:: Provided data

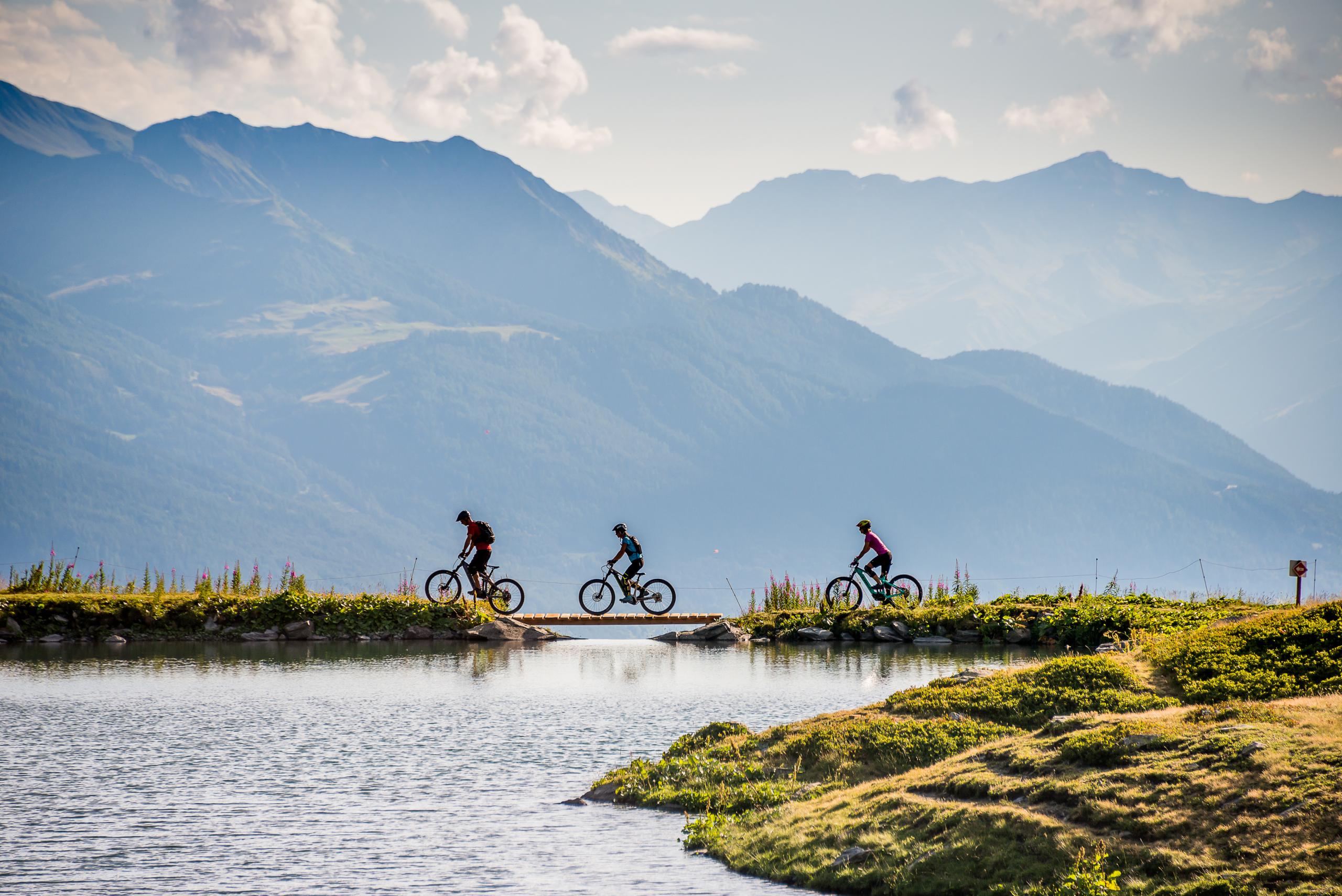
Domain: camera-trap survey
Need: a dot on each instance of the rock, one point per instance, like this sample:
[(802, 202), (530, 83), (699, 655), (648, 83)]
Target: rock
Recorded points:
[(1136, 741), (300, 631), (505, 630), (852, 856), (600, 793)]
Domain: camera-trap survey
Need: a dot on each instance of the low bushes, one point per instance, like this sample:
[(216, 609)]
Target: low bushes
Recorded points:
[(1285, 654), (1030, 698)]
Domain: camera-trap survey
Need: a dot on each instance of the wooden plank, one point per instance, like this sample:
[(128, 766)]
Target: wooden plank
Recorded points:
[(616, 619)]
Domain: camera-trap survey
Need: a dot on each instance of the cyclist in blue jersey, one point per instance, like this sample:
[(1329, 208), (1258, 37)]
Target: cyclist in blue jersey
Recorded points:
[(631, 549)]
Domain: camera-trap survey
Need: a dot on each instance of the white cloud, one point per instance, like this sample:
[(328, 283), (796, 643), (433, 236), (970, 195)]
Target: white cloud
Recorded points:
[(918, 125), (437, 92), (449, 19), (241, 46), (1269, 50), (540, 74), (722, 70), (1128, 27), (669, 39), (1069, 117)]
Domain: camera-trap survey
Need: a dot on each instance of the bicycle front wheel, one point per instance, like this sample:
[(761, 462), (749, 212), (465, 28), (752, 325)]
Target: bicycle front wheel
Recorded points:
[(506, 597), (658, 597), (443, 587), (596, 597), (843, 593)]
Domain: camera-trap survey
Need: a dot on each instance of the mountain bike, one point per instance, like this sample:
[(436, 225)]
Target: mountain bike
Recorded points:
[(846, 592), (445, 587), (598, 596)]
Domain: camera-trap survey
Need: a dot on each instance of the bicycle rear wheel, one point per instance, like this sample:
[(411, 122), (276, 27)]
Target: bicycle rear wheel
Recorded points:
[(658, 597), (506, 597), (596, 597), (843, 593), (443, 587)]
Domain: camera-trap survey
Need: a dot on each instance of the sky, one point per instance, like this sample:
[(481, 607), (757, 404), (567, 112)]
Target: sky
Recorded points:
[(674, 107)]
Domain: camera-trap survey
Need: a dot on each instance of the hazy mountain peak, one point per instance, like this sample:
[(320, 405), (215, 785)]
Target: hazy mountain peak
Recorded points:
[(56, 129)]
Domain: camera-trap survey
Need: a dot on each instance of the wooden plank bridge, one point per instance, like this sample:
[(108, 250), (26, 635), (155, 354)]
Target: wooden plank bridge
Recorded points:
[(616, 619)]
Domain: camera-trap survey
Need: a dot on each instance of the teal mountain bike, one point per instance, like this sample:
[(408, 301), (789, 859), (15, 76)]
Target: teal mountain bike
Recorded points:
[(845, 592)]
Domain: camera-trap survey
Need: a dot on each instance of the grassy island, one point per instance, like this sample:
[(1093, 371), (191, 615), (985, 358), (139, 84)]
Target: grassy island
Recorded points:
[(1206, 761), (207, 615)]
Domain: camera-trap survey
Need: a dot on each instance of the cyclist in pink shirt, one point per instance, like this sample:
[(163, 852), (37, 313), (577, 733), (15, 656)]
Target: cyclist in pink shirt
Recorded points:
[(871, 542)]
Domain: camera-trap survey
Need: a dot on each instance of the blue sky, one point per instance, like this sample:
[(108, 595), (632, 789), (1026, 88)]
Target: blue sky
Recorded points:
[(674, 107)]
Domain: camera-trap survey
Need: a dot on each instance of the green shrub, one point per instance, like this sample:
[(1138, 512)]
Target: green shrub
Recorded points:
[(1276, 655), (1029, 699)]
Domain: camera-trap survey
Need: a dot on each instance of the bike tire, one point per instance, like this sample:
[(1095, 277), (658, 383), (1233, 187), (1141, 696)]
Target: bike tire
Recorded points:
[(596, 597), (906, 582), (658, 597), (443, 587), (506, 597), (843, 593)]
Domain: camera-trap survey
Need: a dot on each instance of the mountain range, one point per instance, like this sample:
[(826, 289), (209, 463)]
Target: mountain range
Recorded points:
[(226, 341), (1225, 305)]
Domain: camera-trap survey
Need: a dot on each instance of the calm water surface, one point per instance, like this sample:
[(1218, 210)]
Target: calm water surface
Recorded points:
[(387, 767)]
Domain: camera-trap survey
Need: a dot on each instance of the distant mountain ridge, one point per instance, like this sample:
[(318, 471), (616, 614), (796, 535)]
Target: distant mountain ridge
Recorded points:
[(1103, 268), (622, 219), (281, 364)]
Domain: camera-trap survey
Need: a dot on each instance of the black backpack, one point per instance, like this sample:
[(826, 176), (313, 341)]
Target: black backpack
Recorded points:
[(483, 533)]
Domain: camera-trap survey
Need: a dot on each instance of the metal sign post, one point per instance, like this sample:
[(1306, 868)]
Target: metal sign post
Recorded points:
[(1298, 569)]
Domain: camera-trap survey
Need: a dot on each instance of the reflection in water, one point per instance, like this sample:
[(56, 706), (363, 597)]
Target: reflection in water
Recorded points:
[(384, 767)]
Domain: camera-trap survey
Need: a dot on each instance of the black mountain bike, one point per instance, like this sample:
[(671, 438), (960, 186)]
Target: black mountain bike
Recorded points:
[(445, 587), (846, 590), (598, 595)]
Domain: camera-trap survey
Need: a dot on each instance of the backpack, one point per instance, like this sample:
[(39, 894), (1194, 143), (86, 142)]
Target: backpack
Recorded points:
[(485, 533)]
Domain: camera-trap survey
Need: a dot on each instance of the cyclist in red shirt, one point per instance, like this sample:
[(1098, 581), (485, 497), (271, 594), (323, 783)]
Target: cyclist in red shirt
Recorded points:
[(481, 537), (871, 542)]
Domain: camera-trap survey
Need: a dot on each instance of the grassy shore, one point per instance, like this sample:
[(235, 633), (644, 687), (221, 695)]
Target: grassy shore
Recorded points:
[(1206, 762), (93, 616), (1036, 619)]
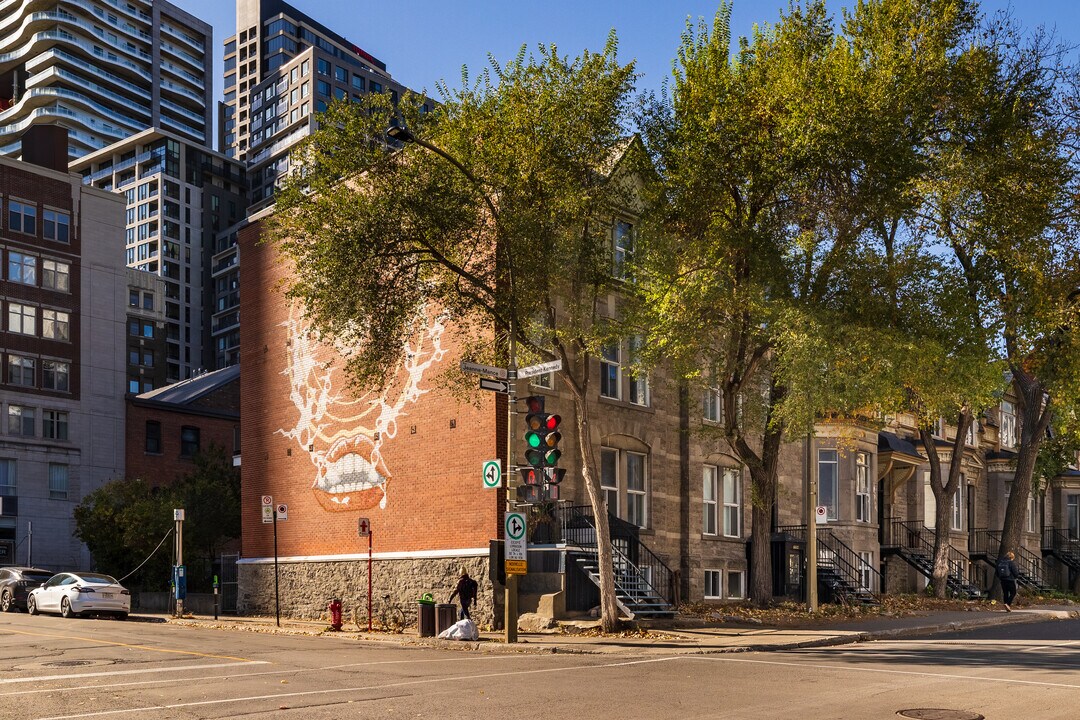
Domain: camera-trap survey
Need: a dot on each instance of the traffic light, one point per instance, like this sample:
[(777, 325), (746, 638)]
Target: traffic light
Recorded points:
[(541, 438)]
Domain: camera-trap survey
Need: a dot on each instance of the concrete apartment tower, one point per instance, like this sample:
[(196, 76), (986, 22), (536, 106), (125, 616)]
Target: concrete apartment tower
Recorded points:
[(105, 70), (281, 68), (180, 197), (62, 393)]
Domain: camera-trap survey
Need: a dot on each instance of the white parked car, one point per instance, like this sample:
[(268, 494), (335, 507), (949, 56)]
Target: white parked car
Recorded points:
[(71, 594)]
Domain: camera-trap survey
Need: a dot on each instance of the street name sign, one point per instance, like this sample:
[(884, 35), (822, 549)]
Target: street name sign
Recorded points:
[(493, 474), (497, 385), (516, 546), (532, 370), (476, 368)]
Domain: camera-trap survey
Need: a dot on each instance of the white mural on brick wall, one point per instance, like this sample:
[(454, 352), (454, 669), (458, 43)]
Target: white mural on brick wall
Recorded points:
[(342, 433)]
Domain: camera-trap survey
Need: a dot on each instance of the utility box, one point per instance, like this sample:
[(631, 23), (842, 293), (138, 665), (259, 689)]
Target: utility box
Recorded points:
[(426, 619), (446, 615)]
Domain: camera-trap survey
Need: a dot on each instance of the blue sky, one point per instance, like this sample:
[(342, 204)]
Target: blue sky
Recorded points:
[(423, 41)]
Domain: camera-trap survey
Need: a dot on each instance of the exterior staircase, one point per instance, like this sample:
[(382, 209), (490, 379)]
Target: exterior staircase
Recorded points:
[(912, 542), (984, 546), (643, 583), (840, 571), (1057, 544)]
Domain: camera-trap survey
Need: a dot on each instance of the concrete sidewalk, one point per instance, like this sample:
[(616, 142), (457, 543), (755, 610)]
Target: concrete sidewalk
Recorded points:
[(719, 638)]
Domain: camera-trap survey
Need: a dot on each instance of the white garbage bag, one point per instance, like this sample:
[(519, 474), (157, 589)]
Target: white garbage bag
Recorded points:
[(463, 629)]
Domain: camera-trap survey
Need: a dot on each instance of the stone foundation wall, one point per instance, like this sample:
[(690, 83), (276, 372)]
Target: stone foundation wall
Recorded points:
[(307, 587)]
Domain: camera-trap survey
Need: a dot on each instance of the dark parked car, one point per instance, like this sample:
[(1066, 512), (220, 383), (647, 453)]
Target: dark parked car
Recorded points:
[(16, 583)]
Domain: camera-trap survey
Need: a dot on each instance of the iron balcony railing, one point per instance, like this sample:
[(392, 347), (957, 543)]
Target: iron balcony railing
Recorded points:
[(577, 527)]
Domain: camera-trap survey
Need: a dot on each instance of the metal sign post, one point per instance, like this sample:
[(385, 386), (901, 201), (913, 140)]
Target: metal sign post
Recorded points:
[(277, 589), (180, 581), (364, 528)]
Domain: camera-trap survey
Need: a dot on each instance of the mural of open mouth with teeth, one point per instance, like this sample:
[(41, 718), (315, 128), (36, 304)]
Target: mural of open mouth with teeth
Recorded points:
[(342, 432), (352, 476)]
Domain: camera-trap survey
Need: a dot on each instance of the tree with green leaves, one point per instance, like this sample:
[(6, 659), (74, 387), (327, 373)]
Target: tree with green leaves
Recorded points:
[(527, 162), (123, 521), (769, 180)]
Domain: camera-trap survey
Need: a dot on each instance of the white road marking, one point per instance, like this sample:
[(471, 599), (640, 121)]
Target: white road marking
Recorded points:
[(1056, 644), (42, 678), (848, 668), (333, 691), (238, 676)]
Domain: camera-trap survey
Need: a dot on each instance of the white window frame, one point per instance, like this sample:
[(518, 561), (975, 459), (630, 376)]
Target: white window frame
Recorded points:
[(865, 572), (54, 424), (637, 498), (731, 497), (956, 522), (61, 374), (741, 592), (833, 508), (622, 247), (864, 503), (711, 405), (55, 325), (611, 361), (58, 475), (714, 584), (1008, 424), (18, 416), (638, 383), (609, 481), (22, 318), (22, 268), (55, 275), (8, 476), (23, 364), (710, 518)]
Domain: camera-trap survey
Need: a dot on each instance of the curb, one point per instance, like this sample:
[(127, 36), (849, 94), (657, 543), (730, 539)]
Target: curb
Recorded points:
[(526, 647)]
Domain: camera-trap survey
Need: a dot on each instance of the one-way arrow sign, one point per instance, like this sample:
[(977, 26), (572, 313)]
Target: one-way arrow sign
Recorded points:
[(497, 385)]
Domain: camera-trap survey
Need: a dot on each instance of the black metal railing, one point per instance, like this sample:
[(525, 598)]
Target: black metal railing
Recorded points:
[(856, 567), (631, 557), (837, 555), (1061, 544), (988, 542), (916, 537)]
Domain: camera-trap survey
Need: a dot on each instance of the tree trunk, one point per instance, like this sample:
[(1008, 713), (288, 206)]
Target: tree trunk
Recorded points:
[(609, 611), (944, 494), (1034, 418), (760, 560)]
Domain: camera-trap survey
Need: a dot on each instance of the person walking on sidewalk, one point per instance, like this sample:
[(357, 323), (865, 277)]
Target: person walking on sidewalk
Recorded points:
[(1008, 574), (466, 593)]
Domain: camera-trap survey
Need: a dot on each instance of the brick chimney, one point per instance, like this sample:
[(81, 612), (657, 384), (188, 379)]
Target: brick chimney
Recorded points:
[(46, 146)]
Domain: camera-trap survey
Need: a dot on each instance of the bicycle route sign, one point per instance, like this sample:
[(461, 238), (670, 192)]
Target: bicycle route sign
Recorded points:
[(516, 545), (493, 473)]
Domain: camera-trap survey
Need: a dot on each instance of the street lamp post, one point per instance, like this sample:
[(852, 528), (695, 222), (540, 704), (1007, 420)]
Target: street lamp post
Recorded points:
[(403, 135)]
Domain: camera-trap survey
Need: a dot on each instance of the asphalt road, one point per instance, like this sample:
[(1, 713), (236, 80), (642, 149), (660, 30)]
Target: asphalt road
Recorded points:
[(57, 669)]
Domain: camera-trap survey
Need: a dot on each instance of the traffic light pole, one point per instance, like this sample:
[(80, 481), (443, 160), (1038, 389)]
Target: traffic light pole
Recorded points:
[(510, 605)]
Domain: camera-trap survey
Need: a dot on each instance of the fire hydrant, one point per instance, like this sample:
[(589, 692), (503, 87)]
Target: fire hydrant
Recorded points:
[(335, 608)]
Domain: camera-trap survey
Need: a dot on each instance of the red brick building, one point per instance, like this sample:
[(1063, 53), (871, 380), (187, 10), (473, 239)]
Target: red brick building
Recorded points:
[(167, 426), (406, 459)]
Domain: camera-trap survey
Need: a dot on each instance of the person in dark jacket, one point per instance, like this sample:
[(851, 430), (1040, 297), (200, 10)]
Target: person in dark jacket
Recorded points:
[(466, 593), (1008, 575)]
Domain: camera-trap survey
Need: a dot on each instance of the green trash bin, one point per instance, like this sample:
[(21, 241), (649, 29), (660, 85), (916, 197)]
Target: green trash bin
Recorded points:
[(446, 615), (426, 616)]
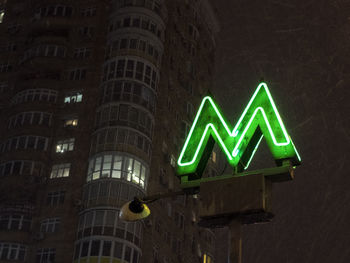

::::

Problem to work on: Collect the complete line wherever the string "bushes" appears in the records.

Your solution:
Need: a dot on each instance of the low bushes, one point per instance, like this sample:
Target: low bushes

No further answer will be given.